_Directions_
Reproduce the records from the line containing "Question. Locate the tree" through the end of the records, switching each occurrence of "Sample output" to "Example output" and leaving all else unchanged.

_Supplied information_
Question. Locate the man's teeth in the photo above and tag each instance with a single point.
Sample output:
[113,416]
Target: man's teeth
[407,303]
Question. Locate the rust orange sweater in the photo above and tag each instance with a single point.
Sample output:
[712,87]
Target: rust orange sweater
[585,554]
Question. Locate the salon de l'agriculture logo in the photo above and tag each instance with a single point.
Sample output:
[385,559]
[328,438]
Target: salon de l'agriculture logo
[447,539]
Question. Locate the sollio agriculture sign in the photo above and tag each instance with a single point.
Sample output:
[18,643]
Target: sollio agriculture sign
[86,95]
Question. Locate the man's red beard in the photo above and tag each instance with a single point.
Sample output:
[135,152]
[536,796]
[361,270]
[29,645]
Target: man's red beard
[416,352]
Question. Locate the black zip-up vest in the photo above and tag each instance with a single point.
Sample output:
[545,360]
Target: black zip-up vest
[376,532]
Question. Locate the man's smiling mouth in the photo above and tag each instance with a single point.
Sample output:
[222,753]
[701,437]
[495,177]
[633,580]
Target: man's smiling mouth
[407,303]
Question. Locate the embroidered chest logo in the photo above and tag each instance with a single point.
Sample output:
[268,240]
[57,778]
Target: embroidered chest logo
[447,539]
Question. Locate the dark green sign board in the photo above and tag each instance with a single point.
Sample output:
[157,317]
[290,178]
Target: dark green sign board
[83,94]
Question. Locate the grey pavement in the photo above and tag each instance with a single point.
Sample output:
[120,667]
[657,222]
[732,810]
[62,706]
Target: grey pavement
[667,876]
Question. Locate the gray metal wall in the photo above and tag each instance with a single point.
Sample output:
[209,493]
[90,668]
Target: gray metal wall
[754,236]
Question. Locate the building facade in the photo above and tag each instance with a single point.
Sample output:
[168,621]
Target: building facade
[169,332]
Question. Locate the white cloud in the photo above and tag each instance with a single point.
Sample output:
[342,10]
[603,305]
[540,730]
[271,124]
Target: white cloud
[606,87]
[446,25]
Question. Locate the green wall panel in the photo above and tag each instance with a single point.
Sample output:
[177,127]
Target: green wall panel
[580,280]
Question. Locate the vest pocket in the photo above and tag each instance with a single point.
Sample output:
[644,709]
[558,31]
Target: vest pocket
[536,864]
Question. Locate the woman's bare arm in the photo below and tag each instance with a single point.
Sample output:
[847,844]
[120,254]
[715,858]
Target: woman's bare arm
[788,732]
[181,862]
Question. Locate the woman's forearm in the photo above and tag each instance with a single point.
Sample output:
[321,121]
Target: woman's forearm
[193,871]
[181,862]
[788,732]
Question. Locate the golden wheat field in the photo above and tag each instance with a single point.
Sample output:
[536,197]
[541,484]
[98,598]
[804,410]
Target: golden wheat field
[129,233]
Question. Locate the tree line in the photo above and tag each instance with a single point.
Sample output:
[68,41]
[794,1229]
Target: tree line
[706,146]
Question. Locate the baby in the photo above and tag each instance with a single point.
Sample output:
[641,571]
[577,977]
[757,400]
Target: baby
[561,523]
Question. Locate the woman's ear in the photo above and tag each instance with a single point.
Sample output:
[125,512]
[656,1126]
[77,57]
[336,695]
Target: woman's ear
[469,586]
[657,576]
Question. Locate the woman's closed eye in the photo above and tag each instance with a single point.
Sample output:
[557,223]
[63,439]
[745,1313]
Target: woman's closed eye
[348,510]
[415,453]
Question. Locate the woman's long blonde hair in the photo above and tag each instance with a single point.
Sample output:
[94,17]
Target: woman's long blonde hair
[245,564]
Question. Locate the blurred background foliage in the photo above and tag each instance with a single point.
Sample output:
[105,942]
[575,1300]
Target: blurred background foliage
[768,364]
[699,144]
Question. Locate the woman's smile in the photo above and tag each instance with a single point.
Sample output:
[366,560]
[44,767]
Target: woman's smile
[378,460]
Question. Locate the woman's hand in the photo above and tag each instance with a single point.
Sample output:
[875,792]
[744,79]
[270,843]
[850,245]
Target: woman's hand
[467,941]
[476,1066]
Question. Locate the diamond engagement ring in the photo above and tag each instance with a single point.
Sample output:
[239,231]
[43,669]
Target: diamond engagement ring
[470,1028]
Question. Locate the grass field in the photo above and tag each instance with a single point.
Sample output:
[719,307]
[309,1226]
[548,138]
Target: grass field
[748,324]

_Result of the task_
Question. Locate the tree line in the photo above and tag each instance with a single point.
Example output:
[68,41]
[794,1229]
Target: tree line
[706,146]
Question. Locate the baby in the photo above and tag each instance with a single point.
Example output:
[641,571]
[577,977]
[757,400]
Target: baby
[561,523]
Question. Locate the woman's ear in the photo above and tag each instance with a single point.
Example output:
[125,512]
[656,1126]
[77,57]
[336,695]
Target: woman's ear
[469,586]
[657,576]
Question. Locate the woman's closed eye in the photo above and tag each instance with a single point.
Example output:
[557,223]
[63,439]
[745,1313]
Target: woman's closed eye
[348,510]
[415,453]
Question. Locate the woman's long blonde hair in the photo above and tag each instance with a single point.
Example output:
[94,17]
Target: woman's long blonde hair
[245,564]
Question. Locate the blurred background foliage in the photo above and tag each instance with a single point.
Example output:
[105,942]
[575,1300]
Target: blurred background foliage
[768,364]
[699,144]
Question. Locate the woman's smile in the photo above and tag each instance with a single point.
Example output:
[366,560]
[44,767]
Target: woman's smile
[378,460]
Question. Locate the woman's hand in the photo above and tag each instance with a single point.
Example output:
[875,792]
[744,79]
[270,843]
[850,245]
Target: woman's hand
[467,941]
[476,1066]
Question. Locate the diamond engagement ring in the photo above and tag each instance with a single point.
Example output:
[239,231]
[43,669]
Target: diamond engagement ring
[470,1028]
Question. Locate the grass field in the photo above and tag each instance with a single point.
Example output:
[719,307]
[309,1226]
[548,138]
Target: grass field
[748,324]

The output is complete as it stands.